Given passage:
▶
Custom Pandas Accessor#

Module containing a custom accessor and helpers for querying lydata.

lydata.accessor.get_all_true(df: DataFrame) Series[source]#

Return a mask with all entries set to True.

class lydata.accessor.CombineQMixin[source]#

Mixin class for combining queries.

class lydata.accessor.Q(column: str, operator: Literal['==', '<', '<=', '>', '>=', '!=', 'in'], value: Any)[source]#

Combinable query object for filtering a DataFrame.

execute(df: DataFrame) Series[source]#

Return a boolean mask where the query is satisfied for df.

class lydata.accessor.AndQ(q1: Q | AndQ | OrQ | NotQ, q2: Q | AndQ | OrQ | NotQ)[source]#

Query object for combining two queries with a logical AND.

>>> df = pd.DataFrame({'col1': [1, 2, 3]})
>>> q1 = Q('col1', '>', 1)
>>> q2 = Q('col1', '<', 3)
>>> and_q = q1 & q2
>>> print(and_q)
Q('col1', '>', 1) & Q('col1', '<', 3)
>>> isinstance(and_q, AndQ)
True
>>> and_q.execute(df)
0    False
1     True
2    False
Name: col1, dtype: bool
execute(df: DataFrame) Series[source]#

Return a boolean mask where both queries are satisfied.

class lydata.accessor.OrQ(q1: Q | AndQ | OrQ | NotQ, q2: Q | AndQ | OrQ | NotQ)[source]#

Query object for combining two queries with a logical OR.

>>> df = pd.DataFrame({'col1': [1, 2, 3]})
>>> q1 = Q('col1', '==', 1)
>>> q2 = Q('col1', '==', 3)
>>> or_q = q1 | q2
>>> print(or_q)
Q('col1', '==', 1) | Q('col1', '==', 3)
>>> isinstance(or_q, OrQ)
True
>>> or_q.execute(df)
0     True
1    False
2     True
Name: col1, dtype: bool
execute(df: DataFrame) Series[source]#

Return a boolean mask where either query is satisfied.

class lydata.accessor.NotQ(q: Q | AndQ | OrQ | NotQ)[source]#

Query object for negating a query.

>>> df = pd.DataFrame({'col1': [1, 2, 3]})
>>> q = Q('col1', '==', 2)
>>> not_q = ~q
>>> print(not_q)
~Q('col1', '==', 2)
>>> isinstance(not_q, NotQ)
True
>>> not_q.execute(df)
◀
Tasks to perform:
a. Reproduce the lydata accessor documentation from "Combinable query object" to "q2 = Q('col1', '<', 3)", word for word.
b. Write the next part of the lydata accessor documentation, picking up right after its last line.

Listed records:
▶
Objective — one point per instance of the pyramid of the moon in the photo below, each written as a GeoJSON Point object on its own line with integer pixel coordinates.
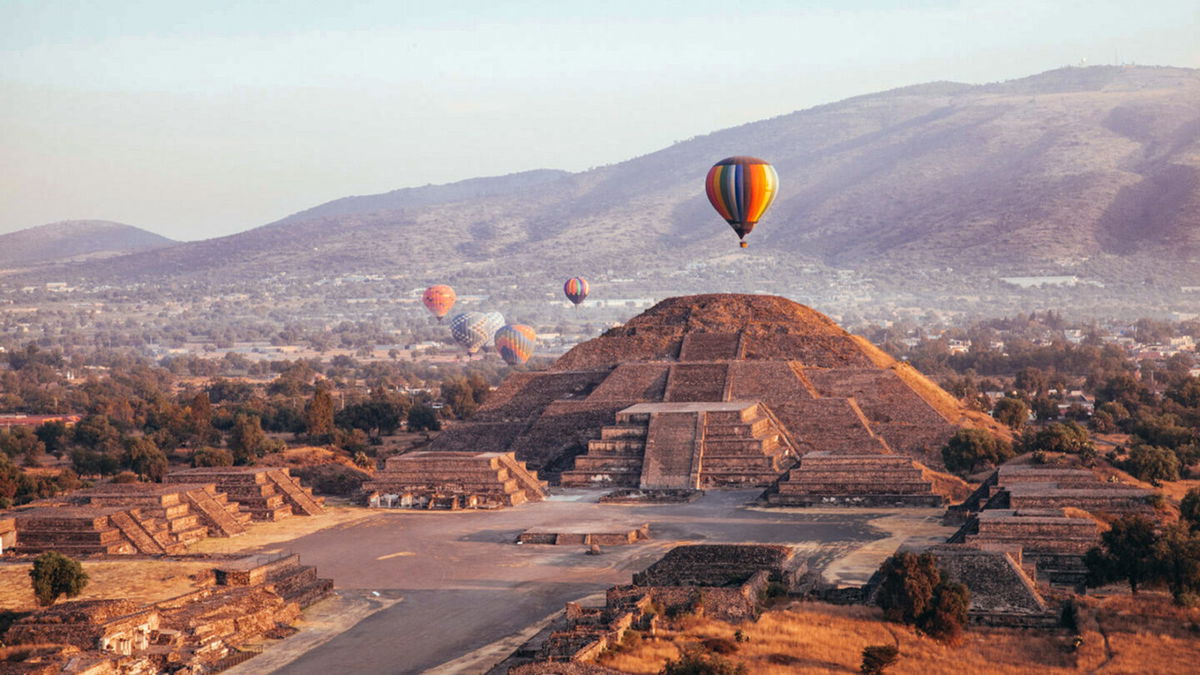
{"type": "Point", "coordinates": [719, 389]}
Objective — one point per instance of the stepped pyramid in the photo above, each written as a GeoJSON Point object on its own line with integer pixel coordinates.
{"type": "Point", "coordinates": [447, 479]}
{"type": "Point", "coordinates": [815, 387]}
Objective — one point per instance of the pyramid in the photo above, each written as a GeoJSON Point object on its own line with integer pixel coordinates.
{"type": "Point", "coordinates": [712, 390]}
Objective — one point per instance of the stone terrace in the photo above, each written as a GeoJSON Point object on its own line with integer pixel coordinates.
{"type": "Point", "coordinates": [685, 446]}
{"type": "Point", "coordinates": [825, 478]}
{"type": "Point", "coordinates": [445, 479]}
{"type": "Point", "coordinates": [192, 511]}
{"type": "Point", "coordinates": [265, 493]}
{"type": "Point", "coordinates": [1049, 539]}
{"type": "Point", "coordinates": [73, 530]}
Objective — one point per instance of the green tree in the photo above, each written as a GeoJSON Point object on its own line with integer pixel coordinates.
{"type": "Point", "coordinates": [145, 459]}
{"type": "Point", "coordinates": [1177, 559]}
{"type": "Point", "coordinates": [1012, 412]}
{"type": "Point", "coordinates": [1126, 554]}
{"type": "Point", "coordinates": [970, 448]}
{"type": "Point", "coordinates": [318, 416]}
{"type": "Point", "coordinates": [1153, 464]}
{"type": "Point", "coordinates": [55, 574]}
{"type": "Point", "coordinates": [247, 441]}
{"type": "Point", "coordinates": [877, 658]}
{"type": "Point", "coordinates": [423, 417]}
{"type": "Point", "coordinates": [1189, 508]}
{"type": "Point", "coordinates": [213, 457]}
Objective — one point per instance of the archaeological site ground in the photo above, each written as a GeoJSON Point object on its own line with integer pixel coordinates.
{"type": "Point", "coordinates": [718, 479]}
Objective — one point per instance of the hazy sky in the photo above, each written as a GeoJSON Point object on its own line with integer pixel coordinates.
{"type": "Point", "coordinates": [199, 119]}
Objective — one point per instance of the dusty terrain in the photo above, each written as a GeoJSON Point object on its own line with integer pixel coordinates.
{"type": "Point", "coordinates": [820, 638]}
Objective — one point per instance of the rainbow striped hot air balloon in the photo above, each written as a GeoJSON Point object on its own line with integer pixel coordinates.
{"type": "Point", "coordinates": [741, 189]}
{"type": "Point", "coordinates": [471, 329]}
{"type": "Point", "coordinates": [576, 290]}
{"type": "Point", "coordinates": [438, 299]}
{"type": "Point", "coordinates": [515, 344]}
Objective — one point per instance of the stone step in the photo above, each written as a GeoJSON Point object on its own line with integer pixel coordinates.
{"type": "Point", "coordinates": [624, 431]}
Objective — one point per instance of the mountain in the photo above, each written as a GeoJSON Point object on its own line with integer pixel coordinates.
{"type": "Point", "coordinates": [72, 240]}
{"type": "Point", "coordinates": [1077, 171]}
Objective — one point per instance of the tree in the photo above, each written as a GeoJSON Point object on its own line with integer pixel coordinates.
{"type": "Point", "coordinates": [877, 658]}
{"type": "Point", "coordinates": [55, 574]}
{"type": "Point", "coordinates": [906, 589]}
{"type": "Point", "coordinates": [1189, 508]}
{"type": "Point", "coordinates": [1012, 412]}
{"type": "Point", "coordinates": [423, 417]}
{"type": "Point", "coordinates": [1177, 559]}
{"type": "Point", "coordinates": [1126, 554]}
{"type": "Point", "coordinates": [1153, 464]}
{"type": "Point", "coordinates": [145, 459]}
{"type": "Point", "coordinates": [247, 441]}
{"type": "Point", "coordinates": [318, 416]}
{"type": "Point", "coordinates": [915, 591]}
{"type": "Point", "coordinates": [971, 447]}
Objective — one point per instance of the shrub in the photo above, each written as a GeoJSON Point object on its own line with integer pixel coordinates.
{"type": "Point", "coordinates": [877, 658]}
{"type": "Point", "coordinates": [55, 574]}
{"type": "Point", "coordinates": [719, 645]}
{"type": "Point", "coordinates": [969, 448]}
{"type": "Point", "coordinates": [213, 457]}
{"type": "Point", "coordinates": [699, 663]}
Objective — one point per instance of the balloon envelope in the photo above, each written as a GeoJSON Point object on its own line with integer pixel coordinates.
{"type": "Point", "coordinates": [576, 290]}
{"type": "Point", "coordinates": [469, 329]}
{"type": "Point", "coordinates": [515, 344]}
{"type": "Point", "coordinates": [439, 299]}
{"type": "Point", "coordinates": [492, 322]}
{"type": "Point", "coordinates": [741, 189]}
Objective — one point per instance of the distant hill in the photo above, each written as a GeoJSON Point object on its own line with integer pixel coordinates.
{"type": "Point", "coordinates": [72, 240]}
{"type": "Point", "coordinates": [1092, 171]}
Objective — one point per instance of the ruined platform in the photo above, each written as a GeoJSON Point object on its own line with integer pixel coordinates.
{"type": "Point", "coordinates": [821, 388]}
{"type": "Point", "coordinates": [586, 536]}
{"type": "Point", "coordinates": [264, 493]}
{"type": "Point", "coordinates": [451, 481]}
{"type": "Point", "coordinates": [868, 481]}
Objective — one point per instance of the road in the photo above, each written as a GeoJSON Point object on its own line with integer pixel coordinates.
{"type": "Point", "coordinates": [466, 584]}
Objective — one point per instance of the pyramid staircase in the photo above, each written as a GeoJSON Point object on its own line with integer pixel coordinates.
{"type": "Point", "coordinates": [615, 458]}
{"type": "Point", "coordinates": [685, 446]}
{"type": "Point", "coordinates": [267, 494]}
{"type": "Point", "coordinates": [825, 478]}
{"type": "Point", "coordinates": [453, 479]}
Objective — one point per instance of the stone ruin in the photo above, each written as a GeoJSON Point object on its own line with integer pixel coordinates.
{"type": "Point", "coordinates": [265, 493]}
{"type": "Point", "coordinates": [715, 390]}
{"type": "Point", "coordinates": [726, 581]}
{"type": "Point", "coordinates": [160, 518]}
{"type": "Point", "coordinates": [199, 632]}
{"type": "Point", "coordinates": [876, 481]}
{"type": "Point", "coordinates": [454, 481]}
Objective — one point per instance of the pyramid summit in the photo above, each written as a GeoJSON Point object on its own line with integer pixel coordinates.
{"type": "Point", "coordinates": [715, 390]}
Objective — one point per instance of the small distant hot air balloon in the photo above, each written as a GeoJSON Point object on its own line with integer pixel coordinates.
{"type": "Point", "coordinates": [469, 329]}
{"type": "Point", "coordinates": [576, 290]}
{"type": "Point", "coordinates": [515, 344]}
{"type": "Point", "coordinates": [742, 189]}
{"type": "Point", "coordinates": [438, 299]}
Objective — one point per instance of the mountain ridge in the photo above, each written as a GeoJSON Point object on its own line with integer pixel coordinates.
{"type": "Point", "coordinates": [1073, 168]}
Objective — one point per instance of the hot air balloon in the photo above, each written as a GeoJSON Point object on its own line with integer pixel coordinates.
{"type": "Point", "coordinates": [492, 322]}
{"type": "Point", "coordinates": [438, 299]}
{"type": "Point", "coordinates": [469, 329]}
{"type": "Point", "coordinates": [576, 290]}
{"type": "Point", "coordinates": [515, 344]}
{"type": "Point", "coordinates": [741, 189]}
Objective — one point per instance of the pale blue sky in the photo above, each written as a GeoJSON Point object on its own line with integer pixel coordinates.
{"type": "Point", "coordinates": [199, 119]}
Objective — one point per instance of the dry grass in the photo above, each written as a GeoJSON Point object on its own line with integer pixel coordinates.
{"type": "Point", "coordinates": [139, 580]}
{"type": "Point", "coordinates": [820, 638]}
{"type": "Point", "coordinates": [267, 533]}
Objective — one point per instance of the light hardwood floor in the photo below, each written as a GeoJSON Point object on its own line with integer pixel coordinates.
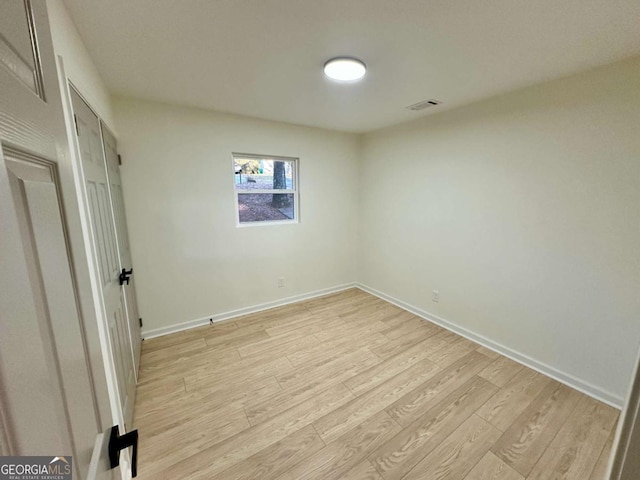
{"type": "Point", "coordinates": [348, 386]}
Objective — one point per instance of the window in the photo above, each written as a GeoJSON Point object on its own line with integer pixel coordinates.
◀
Replies:
a.
Combinable query object for filtering a DataFrame.

execute(df: DataFrame) Series[source]#

Return a boolean mask where the query is satisfied for df.

class lydata.accessor.AndQ(q1: Q | AndQ | OrQ | NotQ, q2: Q | AndQ | OrQ | NotQ)[source]#

Query object for combining two queries with a logical AND.

>>> df = pd.DataFrame({'col1': [1, 2, 3]})
>>> q1 = Q('col1', '>', 1)
>>> q2 = Q('col1', '<', 3)

b.
0     True
1    False
2     True
Name: col1, dtype: bool
execute(df: DataFrame) Series[source]#

Return a boolean mask where the query is not satisfied.

class lydata.accessor.NoneQ[source]#

Query object that always returns the entire DataFrame. Useful as default.

execute(df: DataFrame) Series[source]#

Return a boolean mask with all entries set to True.

class lydata.accessor.QueryPortion(match: int, total: int)[source]#

Dataclass for storing the portion of a query.

property fail: int#

Get the number of failures.

>>> QueryPortion(2, 5).fail
3
property ratio: float#

Get the ratio of matches over the total.

>>> QueryPortion(2, 5).ratio
0.4
lydata.accessor.align_diagnoses(dataset: DataFrame, modalities: list[str]) list[DataFrame][source]#

Align columns of specified modalities in dataset.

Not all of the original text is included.